**Data excerpts**

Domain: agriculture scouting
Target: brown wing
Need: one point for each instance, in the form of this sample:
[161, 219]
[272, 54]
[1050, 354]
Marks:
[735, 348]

==

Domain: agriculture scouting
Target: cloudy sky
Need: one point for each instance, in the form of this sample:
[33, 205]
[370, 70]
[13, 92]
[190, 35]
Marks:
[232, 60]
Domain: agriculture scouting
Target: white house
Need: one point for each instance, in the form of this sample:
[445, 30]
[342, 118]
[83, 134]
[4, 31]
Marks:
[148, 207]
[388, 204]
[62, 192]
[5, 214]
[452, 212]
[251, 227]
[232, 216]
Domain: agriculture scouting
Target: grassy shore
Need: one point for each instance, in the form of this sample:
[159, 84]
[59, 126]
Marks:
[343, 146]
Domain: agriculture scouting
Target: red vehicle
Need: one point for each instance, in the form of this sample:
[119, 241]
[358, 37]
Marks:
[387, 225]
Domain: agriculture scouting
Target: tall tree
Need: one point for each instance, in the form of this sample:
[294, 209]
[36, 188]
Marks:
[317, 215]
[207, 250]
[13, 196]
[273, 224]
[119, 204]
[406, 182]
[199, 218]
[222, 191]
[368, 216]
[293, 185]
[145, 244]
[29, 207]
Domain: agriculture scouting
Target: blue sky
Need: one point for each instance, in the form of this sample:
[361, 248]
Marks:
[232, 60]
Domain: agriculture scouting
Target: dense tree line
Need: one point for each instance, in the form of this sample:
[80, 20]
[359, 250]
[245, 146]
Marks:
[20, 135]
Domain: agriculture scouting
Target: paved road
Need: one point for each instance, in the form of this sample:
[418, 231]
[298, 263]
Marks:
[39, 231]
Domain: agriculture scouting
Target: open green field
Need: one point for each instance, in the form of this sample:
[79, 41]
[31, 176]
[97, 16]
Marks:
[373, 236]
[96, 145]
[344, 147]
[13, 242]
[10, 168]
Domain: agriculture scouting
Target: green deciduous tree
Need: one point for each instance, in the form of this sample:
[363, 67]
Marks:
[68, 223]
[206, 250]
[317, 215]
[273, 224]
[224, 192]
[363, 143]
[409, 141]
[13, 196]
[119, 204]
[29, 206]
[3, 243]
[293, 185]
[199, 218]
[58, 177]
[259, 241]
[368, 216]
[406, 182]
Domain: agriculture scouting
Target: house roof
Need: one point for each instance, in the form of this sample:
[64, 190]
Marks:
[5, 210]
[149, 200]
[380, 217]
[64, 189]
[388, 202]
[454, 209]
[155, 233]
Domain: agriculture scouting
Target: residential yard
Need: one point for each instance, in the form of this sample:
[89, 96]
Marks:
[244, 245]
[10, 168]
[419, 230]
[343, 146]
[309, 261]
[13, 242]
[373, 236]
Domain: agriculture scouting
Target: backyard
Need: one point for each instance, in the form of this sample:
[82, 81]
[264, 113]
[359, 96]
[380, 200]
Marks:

**Aim**
Count the lines in the records above that contain the string "tree", matching case exactly. Reply with the number alone.

**Exercise response**
3